• SHORT EXERCISE: Change "folding chair" to "camp chair" everywhere in the records and write them out again with everything else unchanged. Leave the pictures out.

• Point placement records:

'''

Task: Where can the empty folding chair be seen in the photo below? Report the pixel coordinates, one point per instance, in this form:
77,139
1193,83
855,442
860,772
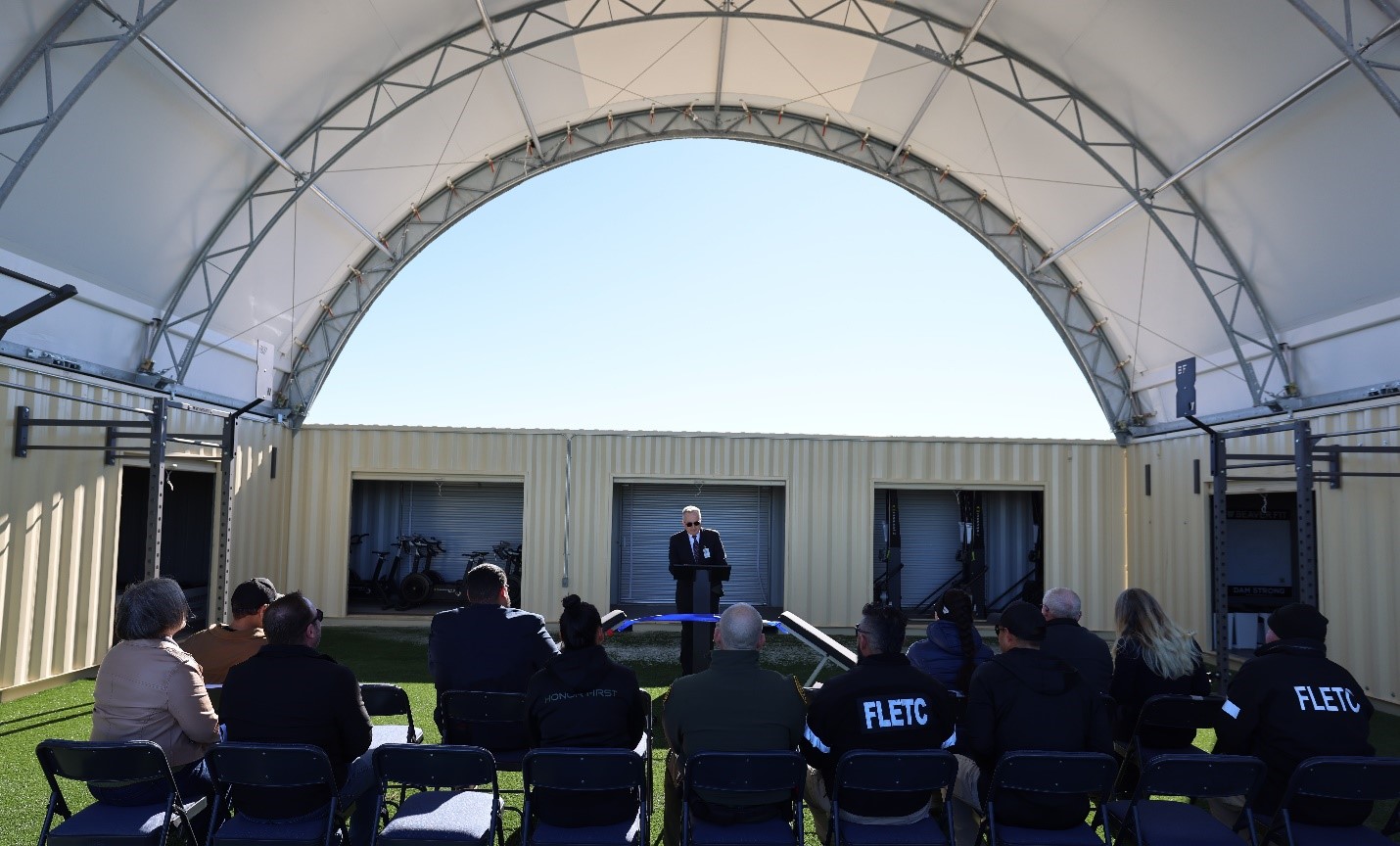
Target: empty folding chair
390,700
605,787
448,800
103,822
742,799
1154,821
917,772
1049,776
255,779
1316,793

'''

• CORRECT OUTPUT:
Task: Where can the empty camp chair be seen in the photo below? Report the pixel coordinates, one point per instance, in this form:
77,139
1193,83
855,442
860,772
Target: empty camp chair
390,700
605,787
448,800
103,822
742,799
1154,821
917,772
1049,776
255,779
1316,793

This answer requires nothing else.